Job: Output each line of the items below verbatim, with every character and line break unchanged.

Begin

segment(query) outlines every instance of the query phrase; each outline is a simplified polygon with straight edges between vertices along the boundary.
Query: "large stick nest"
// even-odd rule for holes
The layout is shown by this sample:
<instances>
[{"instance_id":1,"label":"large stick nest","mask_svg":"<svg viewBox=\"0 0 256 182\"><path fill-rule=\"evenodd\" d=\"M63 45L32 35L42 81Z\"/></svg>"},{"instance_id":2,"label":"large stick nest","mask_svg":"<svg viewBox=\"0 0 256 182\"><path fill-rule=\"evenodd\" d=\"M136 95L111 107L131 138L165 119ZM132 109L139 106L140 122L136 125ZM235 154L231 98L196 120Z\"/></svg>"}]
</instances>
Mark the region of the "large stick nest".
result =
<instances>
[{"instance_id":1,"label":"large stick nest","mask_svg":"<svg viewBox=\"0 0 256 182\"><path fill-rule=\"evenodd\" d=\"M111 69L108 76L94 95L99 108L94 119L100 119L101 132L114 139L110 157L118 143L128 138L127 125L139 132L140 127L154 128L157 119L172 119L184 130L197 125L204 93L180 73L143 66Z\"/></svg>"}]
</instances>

End

Task output:
segment(query) outlines every instance of the query phrase; each outline is a simplified polygon with straight edges between vertices along the boundary.
Query: "large stick nest"
// even-odd rule for holes
The layout is shown by this sample:
<instances>
[{"instance_id":1,"label":"large stick nest","mask_svg":"<svg viewBox=\"0 0 256 182\"><path fill-rule=\"evenodd\" d=\"M63 45L32 35L42 81Z\"/></svg>"},{"instance_id":2,"label":"large stick nest","mask_svg":"<svg viewBox=\"0 0 256 182\"><path fill-rule=\"evenodd\" d=\"M136 95L111 107L131 138L165 119ZM132 109L139 106L140 122L136 125ZM235 154L231 98L196 120Z\"/></svg>"}]
</instances>
Mark the region of the "large stick nest".
result =
<instances>
[{"instance_id":1,"label":"large stick nest","mask_svg":"<svg viewBox=\"0 0 256 182\"><path fill-rule=\"evenodd\" d=\"M111 69L108 76L94 95L99 108L94 119L100 119L101 132L114 139L110 157L118 143L128 138L127 125L139 132L140 127L154 128L157 119L172 119L184 130L197 125L204 93L180 73L143 66Z\"/></svg>"}]
</instances>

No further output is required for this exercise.